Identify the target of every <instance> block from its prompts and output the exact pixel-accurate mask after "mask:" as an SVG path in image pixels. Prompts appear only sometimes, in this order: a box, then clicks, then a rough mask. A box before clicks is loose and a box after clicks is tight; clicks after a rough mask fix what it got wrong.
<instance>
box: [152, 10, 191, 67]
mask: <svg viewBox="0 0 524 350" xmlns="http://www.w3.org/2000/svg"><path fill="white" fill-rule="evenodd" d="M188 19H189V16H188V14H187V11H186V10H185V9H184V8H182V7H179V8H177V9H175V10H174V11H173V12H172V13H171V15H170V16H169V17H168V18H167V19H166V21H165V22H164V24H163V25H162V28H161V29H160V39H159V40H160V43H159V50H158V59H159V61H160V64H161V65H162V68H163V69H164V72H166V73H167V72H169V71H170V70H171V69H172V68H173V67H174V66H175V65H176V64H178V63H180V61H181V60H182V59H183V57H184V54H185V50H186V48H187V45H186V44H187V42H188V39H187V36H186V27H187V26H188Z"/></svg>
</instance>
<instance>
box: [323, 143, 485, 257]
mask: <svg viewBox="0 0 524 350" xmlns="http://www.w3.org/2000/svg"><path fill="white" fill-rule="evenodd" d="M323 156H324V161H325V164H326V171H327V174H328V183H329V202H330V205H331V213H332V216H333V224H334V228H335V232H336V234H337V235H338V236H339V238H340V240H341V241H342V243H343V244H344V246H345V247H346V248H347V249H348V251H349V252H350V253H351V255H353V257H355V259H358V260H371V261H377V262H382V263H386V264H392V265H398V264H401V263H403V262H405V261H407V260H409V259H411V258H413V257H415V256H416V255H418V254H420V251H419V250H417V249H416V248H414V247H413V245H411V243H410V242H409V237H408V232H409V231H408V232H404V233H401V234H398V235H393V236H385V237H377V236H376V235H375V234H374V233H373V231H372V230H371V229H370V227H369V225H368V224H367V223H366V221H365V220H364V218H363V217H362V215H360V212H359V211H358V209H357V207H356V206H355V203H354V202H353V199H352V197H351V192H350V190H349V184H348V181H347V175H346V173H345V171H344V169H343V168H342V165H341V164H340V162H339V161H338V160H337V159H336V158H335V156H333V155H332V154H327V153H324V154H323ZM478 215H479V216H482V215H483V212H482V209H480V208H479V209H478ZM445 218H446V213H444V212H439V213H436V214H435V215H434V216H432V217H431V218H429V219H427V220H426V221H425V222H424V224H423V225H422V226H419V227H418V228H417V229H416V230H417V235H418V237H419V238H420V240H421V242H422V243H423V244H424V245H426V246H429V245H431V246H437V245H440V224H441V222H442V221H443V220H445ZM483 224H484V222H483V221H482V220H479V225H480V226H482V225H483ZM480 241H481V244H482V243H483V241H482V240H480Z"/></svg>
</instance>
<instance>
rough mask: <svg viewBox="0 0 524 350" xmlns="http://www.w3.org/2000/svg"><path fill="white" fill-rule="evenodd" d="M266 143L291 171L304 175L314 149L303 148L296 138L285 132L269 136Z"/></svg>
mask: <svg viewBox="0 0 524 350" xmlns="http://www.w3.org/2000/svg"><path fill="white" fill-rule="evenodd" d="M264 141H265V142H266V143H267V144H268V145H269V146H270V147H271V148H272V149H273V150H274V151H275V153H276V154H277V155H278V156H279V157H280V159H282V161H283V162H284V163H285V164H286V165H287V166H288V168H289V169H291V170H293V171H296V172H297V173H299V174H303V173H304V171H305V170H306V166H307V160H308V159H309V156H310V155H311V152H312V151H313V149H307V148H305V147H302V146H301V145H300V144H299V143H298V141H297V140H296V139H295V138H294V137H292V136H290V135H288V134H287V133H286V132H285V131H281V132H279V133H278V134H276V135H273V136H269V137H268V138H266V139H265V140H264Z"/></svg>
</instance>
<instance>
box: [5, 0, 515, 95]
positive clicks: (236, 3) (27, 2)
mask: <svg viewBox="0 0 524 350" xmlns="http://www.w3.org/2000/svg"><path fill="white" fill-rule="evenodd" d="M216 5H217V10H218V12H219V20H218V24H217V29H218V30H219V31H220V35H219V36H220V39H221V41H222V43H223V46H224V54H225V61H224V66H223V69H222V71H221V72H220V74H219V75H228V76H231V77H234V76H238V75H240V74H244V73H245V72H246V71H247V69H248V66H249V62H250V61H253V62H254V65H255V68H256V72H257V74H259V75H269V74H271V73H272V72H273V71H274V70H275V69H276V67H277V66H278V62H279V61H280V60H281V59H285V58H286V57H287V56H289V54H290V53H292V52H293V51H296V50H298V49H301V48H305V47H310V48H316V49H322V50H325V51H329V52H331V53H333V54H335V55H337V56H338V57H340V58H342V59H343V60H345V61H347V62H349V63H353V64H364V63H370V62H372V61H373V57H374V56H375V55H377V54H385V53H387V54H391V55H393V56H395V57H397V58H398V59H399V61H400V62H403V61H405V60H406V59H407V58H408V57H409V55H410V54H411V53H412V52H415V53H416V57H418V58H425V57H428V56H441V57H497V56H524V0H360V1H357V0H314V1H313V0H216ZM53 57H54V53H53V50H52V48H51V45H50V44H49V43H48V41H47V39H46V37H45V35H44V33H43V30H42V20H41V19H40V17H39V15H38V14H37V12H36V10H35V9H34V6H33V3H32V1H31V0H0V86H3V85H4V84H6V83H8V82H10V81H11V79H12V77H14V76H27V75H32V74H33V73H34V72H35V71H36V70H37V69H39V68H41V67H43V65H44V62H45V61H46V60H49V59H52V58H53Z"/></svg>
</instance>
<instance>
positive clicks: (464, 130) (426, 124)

◇ ◇ ◇ ◇ ◇ ◇ ◇

▸ Aim of the task: Word for word, repeat each entry from the listing above.

▸ Exercise output:
Identify the target of every <instance> block from its prompts and output the exact pixel-accurate mask after "mask:" as an SVG path in image pixels. Prompts appear only sometimes, in this order: a box, then clicks, then a rough mask. A box before clicks is loose and a box after clicks is tight; clicks after a rough mask fix what it got wrong.
<instance>
box: [152, 10, 191, 67]
mask: <svg viewBox="0 0 524 350" xmlns="http://www.w3.org/2000/svg"><path fill="white" fill-rule="evenodd" d="M188 19H189V16H188V14H187V11H186V10H185V9H184V8H182V7H179V8H177V9H175V10H174V11H173V12H172V13H171V15H170V16H169V17H168V18H167V19H166V21H165V22H164V24H163V25H162V28H161V29H160V39H159V40H160V43H159V50H158V59H159V61H160V64H161V65H162V68H163V69H164V72H166V73H167V72H169V71H170V70H171V69H172V68H173V67H174V66H175V65H176V64H178V63H180V61H181V60H182V59H183V57H184V54H185V50H186V48H187V45H186V44H187V42H188V39H187V36H186V27H187V26H188Z"/></svg>
</instance>
<instance>
box: [323, 143, 485, 257]
mask: <svg viewBox="0 0 524 350" xmlns="http://www.w3.org/2000/svg"><path fill="white" fill-rule="evenodd" d="M323 156H324V161H325V164H326V171H327V174H328V183H329V202H330V205H331V213H332V216H333V224H334V228H335V232H336V234H337V235H338V236H339V238H340V240H341V241H342V243H343V244H344V246H345V247H346V248H347V249H348V251H349V252H350V253H351V255H353V257H355V259H358V260H371V261H377V262H382V263H386V264H392V265H398V264H401V263H403V262H405V261H407V260H409V259H411V258H413V257H415V256H416V255H418V254H420V251H419V250H417V249H416V248H414V247H413V245H411V243H410V242H409V237H408V232H409V231H408V232H404V233H401V234H398V235H393V236H385V237H377V236H376V235H375V234H374V233H373V231H372V230H371V229H370V227H369V225H368V224H367V223H366V221H365V220H364V218H363V217H362V215H360V212H359V211H358V209H357V207H356V206H355V203H354V202H353V199H352V197H351V192H350V190H349V184H348V181H347V175H346V173H345V171H344V169H343V168H342V165H341V164H340V162H339V161H338V160H337V159H336V158H335V156H333V155H332V154H327V153H324V154H323ZM478 215H479V216H482V215H483V212H482V209H480V208H479V209H478ZM445 218H446V213H444V212H439V213H436V214H435V215H434V216H432V217H431V218H429V219H427V220H426V221H425V222H424V224H423V225H422V226H419V227H418V228H417V229H416V230H417V235H418V237H419V238H420V240H421V242H422V243H423V244H424V245H426V246H429V245H431V246H437V245H440V224H441V222H442V221H443V220H445ZM483 224H484V222H483V221H482V220H479V225H480V226H482V225H483ZM480 241H481V244H482V243H483V241H482V240H480Z"/></svg>
</instance>
<instance>
rough mask: <svg viewBox="0 0 524 350" xmlns="http://www.w3.org/2000/svg"><path fill="white" fill-rule="evenodd" d="M266 143L291 171L304 175L314 149L303 148L296 138L285 132L269 136Z"/></svg>
mask: <svg viewBox="0 0 524 350" xmlns="http://www.w3.org/2000/svg"><path fill="white" fill-rule="evenodd" d="M264 141H265V142H266V143H267V144H268V145H269V146H270V147H271V148H272V149H273V150H274V151H275V153H276V154H277V155H278V156H279V157H280V159H282V161H283V162H284V163H285V164H286V165H287V166H288V168H289V169H291V170H293V171H296V172H297V173H299V174H303V173H304V171H305V170H306V166H307V160H308V159H309V156H310V155H311V152H312V151H313V149H307V148H305V147H302V146H301V145H300V144H299V143H298V141H297V140H296V139H295V138H294V137H292V136H290V135H288V134H287V133H286V132H285V131H281V132H279V133H278V134H276V135H273V136H269V137H268V138H266V139H265V140H264Z"/></svg>
</instance>
<instance>
box: [5, 0, 515, 95]
positive clicks: (236, 3) (27, 2)
mask: <svg viewBox="0 0 524 350" xmlns="http://www.w3.org/2000/svg"><path fill="white" fill-rule="evenodd" d="M216 5H217V10H218V12H219V20H218V24H217V29H218V30H219V31H220V35H219V36H220V39H221V41H222V43H223V46H224V54H225V61H224V66H223V69H222V71H221V72H220V74H219V75H228V76H231V77H234V76H238V75H240V74H244V73H245V72H246V71H247V69H248V66H249V62H250V61H253V62H254V65H255V68H256V72H257V74H259V75H269V74H271V73H272V72H273V71H274V70H275V69H276V67H277V66H278V62H279V61H280V60H281V59H285V58H286V57H287V56H289V54H290V53H292V52H293V51H296V50H298V49H301V48H305V47H310V48H316V49H322V50H325V51H329V52H331V53H333V54H335V55H337V56H338V57H340V58H342V59H343V60H345V61H347V62H349V63H353V64H364V63H370V62H372V61H373V57H374V56H375V55H377V54H385V53H387V54H391V55H393V56H395V57H397V58H398V59H399V61H400V62H403V61H405V60H406V59H407V58H408V57H409V55H410V54H411V53H412V52H415V53H416V57H418V58H425V57H428V56H441V57H497V56H524V0H360V1H357V0H314V1H313V0H216ZM53 57H54V53H53V50H52V48H51V45H50V44H49V43H48V41H47V39H46V37H45V35H44V33H43V30H42V20H41V19H40V17H39V15H38V14H37V12H36V10H35V9H34V6H33V3H32V1H31V0H0V86H3V85H4V84H6V83H8V82H10V81H11V79H12V77H14V76H27V75H32V74H33V73H34V72H35V71H36V70H37V69H39V68H41V67H43V65H44V62H45V61H46V60H49V59H52V58H53Z"/></svg>
</instance>
<instance>
positive clicks: (464, 130) (426, 124)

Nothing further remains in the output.